* _STATED TASK_
Rewrite the rows from the line with "Where can the yellow" up to and including the line with "point(195, 366)", replacing "firefighter boot" with "rubber boot" and keeping everything else the same. Leave the pictures out of your answer.

Source data:

-- begin --

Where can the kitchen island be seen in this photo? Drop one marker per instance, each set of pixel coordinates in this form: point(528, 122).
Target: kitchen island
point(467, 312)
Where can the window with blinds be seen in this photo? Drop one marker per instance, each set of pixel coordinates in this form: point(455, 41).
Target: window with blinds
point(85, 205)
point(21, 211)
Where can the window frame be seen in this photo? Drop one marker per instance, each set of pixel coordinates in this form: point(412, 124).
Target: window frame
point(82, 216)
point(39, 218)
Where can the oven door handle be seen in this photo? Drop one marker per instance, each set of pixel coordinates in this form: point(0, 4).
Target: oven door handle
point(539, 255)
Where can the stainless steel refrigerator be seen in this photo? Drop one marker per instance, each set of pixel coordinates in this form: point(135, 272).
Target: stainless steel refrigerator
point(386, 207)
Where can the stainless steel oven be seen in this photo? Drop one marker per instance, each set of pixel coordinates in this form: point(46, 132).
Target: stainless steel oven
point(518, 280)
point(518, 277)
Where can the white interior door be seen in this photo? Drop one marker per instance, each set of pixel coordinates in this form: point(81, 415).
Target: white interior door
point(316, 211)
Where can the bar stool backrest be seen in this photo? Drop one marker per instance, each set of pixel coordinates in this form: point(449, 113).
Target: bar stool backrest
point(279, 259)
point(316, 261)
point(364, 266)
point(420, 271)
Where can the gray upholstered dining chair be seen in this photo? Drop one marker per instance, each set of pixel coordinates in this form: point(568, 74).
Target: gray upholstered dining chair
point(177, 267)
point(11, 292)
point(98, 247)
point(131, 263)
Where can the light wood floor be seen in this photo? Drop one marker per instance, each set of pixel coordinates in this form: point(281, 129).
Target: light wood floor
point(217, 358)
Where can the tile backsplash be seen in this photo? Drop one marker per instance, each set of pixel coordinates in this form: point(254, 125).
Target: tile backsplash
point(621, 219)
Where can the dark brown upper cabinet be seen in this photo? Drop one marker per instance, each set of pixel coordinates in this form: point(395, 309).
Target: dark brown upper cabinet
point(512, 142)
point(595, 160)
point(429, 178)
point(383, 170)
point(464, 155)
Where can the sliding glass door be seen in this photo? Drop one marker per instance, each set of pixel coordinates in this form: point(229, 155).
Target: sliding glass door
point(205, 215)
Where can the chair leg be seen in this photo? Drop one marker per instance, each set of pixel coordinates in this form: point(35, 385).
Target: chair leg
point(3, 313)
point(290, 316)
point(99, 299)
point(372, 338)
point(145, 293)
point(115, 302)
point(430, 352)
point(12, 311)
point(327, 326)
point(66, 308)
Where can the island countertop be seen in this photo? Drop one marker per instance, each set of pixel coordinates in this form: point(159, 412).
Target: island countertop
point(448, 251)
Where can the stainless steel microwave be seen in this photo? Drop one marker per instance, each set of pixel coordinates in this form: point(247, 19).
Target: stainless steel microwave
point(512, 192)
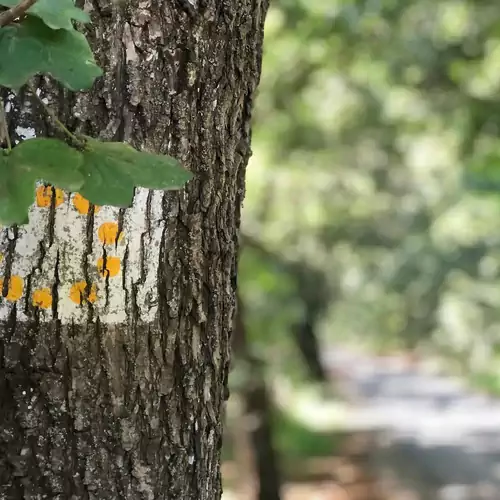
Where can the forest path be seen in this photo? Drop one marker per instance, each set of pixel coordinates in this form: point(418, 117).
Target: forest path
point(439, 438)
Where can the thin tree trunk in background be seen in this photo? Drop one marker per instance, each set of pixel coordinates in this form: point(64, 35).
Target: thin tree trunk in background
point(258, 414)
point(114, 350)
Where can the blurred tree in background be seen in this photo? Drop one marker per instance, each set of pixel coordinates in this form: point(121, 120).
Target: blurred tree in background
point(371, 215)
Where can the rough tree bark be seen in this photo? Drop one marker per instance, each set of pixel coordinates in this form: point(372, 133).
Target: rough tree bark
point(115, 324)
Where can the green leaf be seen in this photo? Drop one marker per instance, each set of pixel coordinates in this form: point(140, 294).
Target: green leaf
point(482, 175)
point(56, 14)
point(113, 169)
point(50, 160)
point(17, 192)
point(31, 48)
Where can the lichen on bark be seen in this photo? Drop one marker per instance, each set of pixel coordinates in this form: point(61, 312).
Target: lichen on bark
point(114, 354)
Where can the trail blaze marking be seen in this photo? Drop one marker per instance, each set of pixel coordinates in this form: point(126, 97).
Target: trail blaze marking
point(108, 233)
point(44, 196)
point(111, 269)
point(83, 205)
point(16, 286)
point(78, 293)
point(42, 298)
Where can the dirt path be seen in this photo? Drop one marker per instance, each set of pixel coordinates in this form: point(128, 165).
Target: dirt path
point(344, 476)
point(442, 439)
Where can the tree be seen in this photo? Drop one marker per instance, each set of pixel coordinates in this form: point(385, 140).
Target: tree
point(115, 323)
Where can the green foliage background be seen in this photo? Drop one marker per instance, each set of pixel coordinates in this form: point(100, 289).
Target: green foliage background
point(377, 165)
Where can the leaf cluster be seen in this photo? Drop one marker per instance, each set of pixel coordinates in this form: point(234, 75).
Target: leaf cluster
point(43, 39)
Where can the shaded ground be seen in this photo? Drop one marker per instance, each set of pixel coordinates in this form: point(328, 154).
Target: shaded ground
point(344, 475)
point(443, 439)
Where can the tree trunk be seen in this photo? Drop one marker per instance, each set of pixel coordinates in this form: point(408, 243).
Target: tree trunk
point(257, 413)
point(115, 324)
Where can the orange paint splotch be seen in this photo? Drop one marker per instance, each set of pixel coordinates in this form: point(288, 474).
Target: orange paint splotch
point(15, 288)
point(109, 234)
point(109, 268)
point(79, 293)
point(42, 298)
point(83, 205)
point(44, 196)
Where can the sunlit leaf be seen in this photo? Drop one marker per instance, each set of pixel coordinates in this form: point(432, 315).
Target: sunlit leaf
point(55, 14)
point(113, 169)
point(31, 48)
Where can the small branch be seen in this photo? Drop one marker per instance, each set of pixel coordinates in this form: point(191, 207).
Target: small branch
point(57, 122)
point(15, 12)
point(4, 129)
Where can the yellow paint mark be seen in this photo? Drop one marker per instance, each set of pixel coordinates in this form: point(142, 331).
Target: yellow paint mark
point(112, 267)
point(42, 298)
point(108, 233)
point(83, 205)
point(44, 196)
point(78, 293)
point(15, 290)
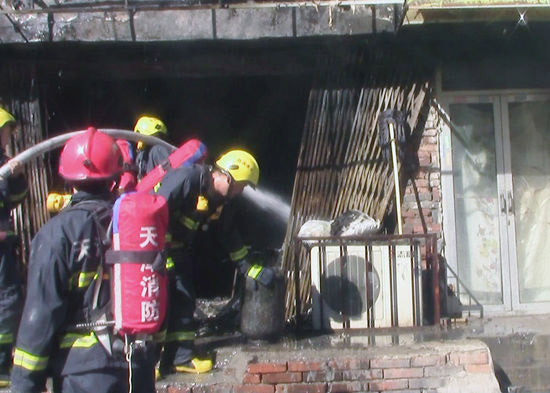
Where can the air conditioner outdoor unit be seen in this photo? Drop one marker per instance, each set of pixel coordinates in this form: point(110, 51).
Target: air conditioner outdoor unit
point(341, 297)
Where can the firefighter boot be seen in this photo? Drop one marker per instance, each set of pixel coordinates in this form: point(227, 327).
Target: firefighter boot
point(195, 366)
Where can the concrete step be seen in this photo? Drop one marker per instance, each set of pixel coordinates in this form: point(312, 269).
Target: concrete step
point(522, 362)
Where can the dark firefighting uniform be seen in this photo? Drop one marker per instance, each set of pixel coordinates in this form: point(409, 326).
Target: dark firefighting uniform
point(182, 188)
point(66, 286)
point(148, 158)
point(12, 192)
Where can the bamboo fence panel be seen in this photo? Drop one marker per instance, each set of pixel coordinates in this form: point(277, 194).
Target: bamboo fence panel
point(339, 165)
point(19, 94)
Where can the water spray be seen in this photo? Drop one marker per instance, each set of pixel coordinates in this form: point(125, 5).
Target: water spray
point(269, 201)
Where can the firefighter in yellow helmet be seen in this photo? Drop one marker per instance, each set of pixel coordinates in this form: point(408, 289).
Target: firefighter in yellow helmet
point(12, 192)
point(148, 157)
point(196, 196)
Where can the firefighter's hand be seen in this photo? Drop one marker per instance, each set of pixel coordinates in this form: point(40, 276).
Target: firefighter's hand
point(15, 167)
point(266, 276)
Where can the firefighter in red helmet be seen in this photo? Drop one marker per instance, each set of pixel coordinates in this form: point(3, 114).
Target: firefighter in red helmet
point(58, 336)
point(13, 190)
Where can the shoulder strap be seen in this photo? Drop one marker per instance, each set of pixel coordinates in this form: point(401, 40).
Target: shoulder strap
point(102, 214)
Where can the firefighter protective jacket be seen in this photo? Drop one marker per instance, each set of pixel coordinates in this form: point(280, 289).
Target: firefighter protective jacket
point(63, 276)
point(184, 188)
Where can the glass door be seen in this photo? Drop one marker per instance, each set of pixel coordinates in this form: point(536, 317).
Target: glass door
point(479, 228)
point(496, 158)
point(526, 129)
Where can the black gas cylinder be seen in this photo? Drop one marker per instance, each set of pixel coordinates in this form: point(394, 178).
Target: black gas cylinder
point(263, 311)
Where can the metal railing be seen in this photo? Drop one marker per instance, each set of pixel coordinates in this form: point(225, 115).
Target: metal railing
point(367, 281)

-- end --

* _SOLUTION BELOW_
Where can the yellow paint mark be seen in this photo? Drop one marker per instance, each set of pixel coordinates in this form: point(142, 331).
Target: yellow paint mark
point(112, 267)
point(42, 298)
point(108, 233)
point(83, 205)
point(44, 196)
point(78, 293)
point(15, 290)
Where can the air conditioner outdoor unit be seen in this photo? Drop one marker per instance, each set of pixel coordinates in this form: point(110, 51).
Target: air conditioner outdoor unit
point(341, 297)
Where can the rubber boot be seen in this photo? Drop one marker per instance, each set of pixel coordinates in this form: point(227, 327).
Target: rubber boot
point(195, 366)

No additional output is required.